Your assignment:
Make an exact copy of the entries, and keep any pictures out of it.

Input records:
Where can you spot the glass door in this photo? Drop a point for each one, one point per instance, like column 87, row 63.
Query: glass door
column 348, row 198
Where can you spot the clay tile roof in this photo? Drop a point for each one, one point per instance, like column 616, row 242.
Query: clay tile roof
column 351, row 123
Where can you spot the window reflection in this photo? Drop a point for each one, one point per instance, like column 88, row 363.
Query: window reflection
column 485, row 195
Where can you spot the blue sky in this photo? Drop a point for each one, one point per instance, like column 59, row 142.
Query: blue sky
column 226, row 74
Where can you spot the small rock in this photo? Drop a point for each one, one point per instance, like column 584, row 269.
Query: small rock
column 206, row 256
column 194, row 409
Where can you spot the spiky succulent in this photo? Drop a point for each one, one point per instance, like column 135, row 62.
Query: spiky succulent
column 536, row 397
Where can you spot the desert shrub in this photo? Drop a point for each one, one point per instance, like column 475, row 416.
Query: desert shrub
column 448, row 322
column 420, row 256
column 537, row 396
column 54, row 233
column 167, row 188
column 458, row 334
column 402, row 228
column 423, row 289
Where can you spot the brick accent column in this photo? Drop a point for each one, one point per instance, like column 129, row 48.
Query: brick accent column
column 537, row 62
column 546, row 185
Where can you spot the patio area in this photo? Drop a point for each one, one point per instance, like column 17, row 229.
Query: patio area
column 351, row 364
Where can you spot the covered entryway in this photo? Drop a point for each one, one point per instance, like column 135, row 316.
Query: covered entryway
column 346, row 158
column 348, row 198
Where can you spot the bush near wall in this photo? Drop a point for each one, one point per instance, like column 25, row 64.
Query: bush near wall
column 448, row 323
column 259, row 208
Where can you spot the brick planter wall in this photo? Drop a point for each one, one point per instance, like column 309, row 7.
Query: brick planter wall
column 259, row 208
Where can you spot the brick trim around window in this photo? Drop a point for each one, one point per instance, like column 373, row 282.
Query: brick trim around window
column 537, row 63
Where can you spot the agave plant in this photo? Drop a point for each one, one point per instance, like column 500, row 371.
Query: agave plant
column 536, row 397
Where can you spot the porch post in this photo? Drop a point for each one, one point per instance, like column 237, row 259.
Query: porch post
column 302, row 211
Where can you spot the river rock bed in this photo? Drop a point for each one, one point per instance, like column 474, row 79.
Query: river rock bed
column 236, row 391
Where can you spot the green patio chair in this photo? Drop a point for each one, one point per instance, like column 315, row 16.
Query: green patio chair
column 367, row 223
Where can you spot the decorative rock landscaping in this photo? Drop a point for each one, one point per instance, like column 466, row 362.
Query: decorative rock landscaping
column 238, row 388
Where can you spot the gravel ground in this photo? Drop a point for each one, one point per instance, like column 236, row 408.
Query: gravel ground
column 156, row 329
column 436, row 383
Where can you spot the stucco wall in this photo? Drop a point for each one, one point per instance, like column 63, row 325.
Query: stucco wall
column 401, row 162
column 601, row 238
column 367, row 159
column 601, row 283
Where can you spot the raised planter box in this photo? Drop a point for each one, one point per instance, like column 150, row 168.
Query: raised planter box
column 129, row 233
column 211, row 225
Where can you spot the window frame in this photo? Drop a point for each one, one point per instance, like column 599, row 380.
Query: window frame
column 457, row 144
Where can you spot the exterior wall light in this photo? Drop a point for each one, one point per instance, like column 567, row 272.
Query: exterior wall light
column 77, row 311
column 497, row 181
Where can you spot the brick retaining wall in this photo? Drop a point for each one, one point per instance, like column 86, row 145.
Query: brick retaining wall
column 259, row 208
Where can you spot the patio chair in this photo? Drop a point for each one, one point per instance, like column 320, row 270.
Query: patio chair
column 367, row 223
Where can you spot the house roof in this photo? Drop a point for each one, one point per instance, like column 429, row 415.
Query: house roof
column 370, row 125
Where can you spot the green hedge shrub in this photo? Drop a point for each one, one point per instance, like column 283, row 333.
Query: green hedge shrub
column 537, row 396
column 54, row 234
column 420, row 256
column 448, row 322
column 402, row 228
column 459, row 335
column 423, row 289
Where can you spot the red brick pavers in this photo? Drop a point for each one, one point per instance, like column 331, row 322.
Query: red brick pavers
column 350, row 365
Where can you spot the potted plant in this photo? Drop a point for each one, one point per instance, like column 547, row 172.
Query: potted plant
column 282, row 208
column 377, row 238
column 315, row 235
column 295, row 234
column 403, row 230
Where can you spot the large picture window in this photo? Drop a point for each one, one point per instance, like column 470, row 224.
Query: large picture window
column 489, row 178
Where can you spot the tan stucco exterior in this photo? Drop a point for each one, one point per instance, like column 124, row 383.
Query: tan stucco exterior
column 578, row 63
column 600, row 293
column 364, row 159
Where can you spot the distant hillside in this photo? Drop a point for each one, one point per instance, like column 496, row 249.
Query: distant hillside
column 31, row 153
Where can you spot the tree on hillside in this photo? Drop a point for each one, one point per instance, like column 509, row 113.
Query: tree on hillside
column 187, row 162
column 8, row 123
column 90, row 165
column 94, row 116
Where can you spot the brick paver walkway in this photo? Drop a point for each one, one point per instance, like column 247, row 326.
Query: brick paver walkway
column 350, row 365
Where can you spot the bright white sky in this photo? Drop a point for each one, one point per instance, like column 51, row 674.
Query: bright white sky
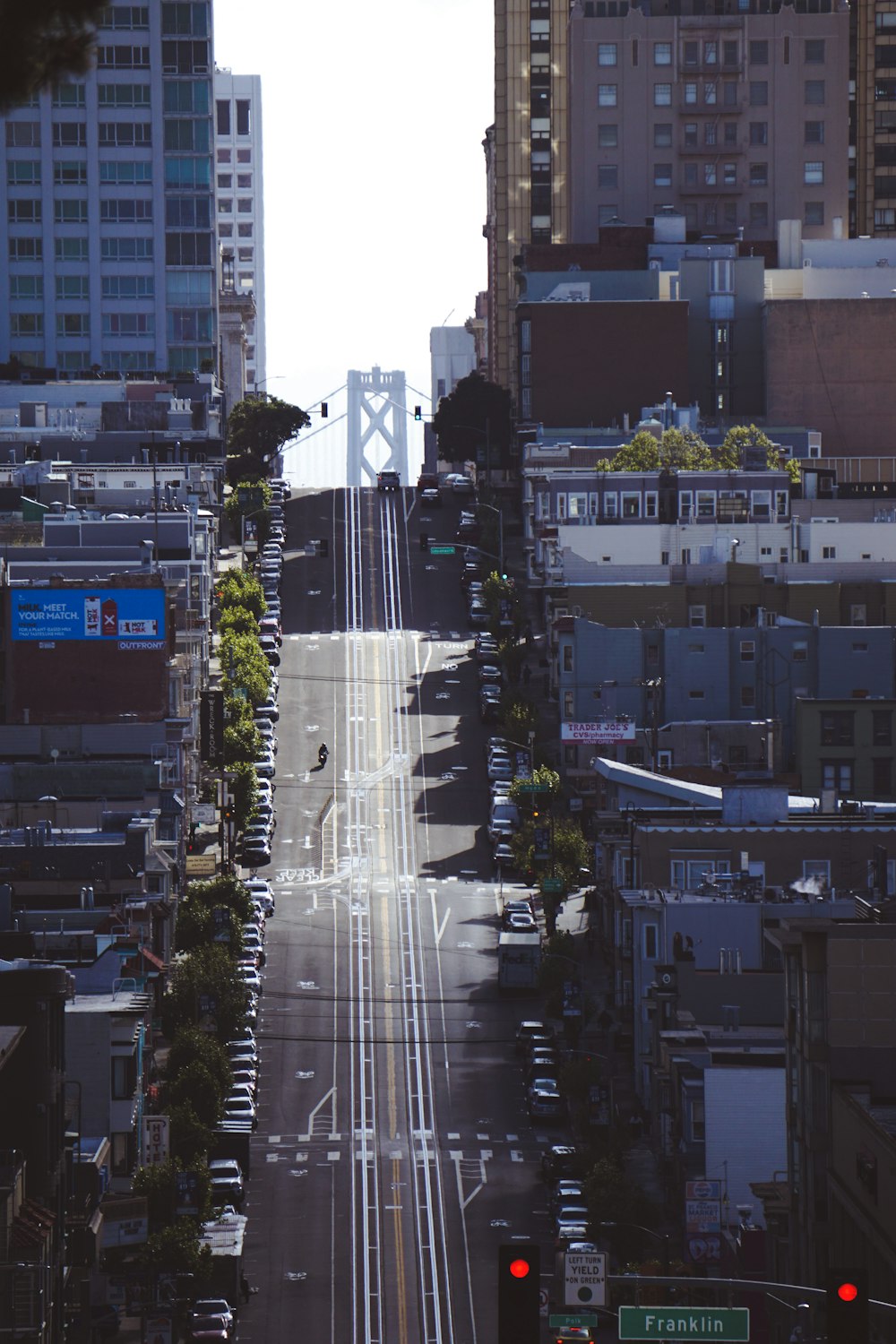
column 374, row 117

Solved exercise:
Where can you spot the glass door in this photo? Drop a point for each one, one point per instance, like column 87, row 63.
Query: glass door
column 348, row 198
Where can you spot the clay tile roof in this photo? Drop a point for each one, one point per instance, like column 616, row 242.
Query: clay tile roof
column 351, row 123
Where can you spot the window reflection in this photo? Drop a point for each one, one point per instance, like column 88, row 363.
Query: window reflection
column 485, row 195
Where can you spot the blue sky in this photo? Drop a point for each one, one point per instance, like column 59, row 142.
Query: blue sky
column 226, row 74
Where can you spot the small rock in this photo? Drop a point for each one, one point per instance, like column 584, row 269.
Query: small rock
column 206, row 256
column 194, row 409
Where can you spot the spiky succulent in this photo? Drop a point for each one, one point per instance, like column 135, row 62.
Query: spiky succulent
column 536, row 397
Where can you spot the desert shrub in this photo? Drop a point for each one, one point per instance, like column 475, row 416.
Query: desert shrub
column 448, row 322
column 420, row 256
column 537, row 396
column 54, row 233
column 167, row 188
column 458, row 334
column 402, row 228
column 423, row 289
Where can you spot the brick accent column in this photo? Drop a point for each one, one point per instance, like column 129, row 48.
Query: brick accent column
column 537, row 62
column 546, row 185
Where can you spot the patio area in this photo? Drop a point for each one, one point per instance, like column 17, row 229.
Query: patio area
column 351, row 364
Where can you spot the covered entryway in this photo? Drop a point for each one, one point per instance, like column 135, row 316.
Query: covered entryway
column 346, row 158
column 348, row 198
Where can you spot the bush near wall in this photo? Drop a point for each one, one point per instance, like column 25, row 64.
Query: bush near wall
column 448, row 323
column 259, row 208
Where can you spot the brick planter wall in this photo? Drop a point for each one, one point per instance, like column 309, row 7.
Query: brick planter wall
column 259, row 208
Where can you spot the brick trim around window in this photo? Drop a point for each one, one point per instance, like column 373, row 282.
Query: brick trim around window
column 537, row 63
Where can you spot the agave plant in this photo? Drop a point for each one, one point per instance, like column 500, row 371.
Query: agave plant
column 536, row 397
Where can you spot the porch post in this photo? Drop a point for each one, one point per instance, like column 237, row 259.
Query: porch post
column 302, row 211
Where can you spot the river rock bed in this photo? Drop a point for each one, one point per instance, like column 474, row 79.
Query: river rock bed
column 236, row 391
Where can you spot the green patio chair in this photo? Drop a point for each one, one point per instance, like column 315, row 16.
Query: green patio chair
column 367, row 223
Where can you spot the decorative rock landscaping in this photo? Drop a point for each one, one point per instance, like column 466, row 362.
Query: decorative rock landscaping
column 238, row 388
Where can you spot the gravel ground in this photo? Drop a point for each one, one point per instance, like column 236, row 408.
Query: gravel ground
column 156, row 329
column 436, row 383
Where can you spot the stucco wall in this photo? Drop a point for each one, one point per instance, like column 63, row 325.
Query: stucco wall
column 401, row 162
column 601, row 238
column 367, row 159
column 601, row 283
Where can you spot the raised planter box in this photo? Drop a point for each one, one point per instance, like column 150, row 168.
Query: raised planter box
column 129, row 233
column 211, row 225
Where can you spot the window frame in this photo? Drop a point for each one, one point per instance, like column 599, row 380.
Query: window frame
column 457, row 144
Where can you spot the exterior wall light in this photo? Drop a point for each one, one point per instance, like column 567, row 272.
Query: exterior wall light
column 77, row 311
column 497, row 181
Where can you spot the brick retaining wall in this photo? Drop a point for each one, one point per instance, like column 86, row 145.
Query: brick retaining wall
column 259, row 208
Where can you spot the patio chair in this photo? Drop a point for each one, one point per instance, like column 320, row 270.
Query: patio chair
column 367, row 223
Where can you spot the house roof in this photo? Drop a point for each one, one point per instance, like column 429, row 415.
Query: house roof
column 370, row 125
Where can you spot the green hedge shrub in this photo? Drop a point for each one, one point per instance, like column 283, row 333.
Query: green hedge shrub
column 537, row 396
column 54, row 234
column 420, row 256
column 448, row 322
column 402, row 228
column 459, row 335
column 423, row 289
Where can you spot the red brick pavers in this photo? Drop a point for each one, one point per instance, like column 331, row 322.
Query: red brick pavers
column 350, row 365
Where can you spot the potted plant in this photo? Drop a point for each one, one point per instance, like column 547, row 172.
Query: potted plant
column 282, row 208
column 377, row 238
column 315, row 235
column 295, row 234
column 403, row 230
Where can you spot the large picture window in this photo? Drop a point for each one, one point per instance, like column 470, row 224.
Query: large picture window
column 489, row 178
Where can you spot the tan stucco exterior in this photo? Drop a point for each one, one point per instance, like column 124, row 383.
Query: tan stucco exterior
column 578, row 63
column 600, row 293
column 364, row 159
Where can you spot the distant hillside in this photo? Drop a point for each one, one point per instance, like column 496, row 249.
Query: distant hillside
column 31, row 153
Where can you spot the tree on hillside in this photo? Drop a point for each one, one point per instance, like column 509, row 113.
Query: tree on hillside
column 187, row 162
column 8, row 123
column 90, row 165
column 94, row 116
Where can you spot the brick paver walkway in this photo? Drop a point for each one, one point per instance, like column 247, row 326.
Query: brick paver walkway
column 350, row 365
Where can you spot the bright white sky in this photo? Drop a point for each one, one point per instance, like column 51, row 674.
Query: bright white sky
column 374, row 117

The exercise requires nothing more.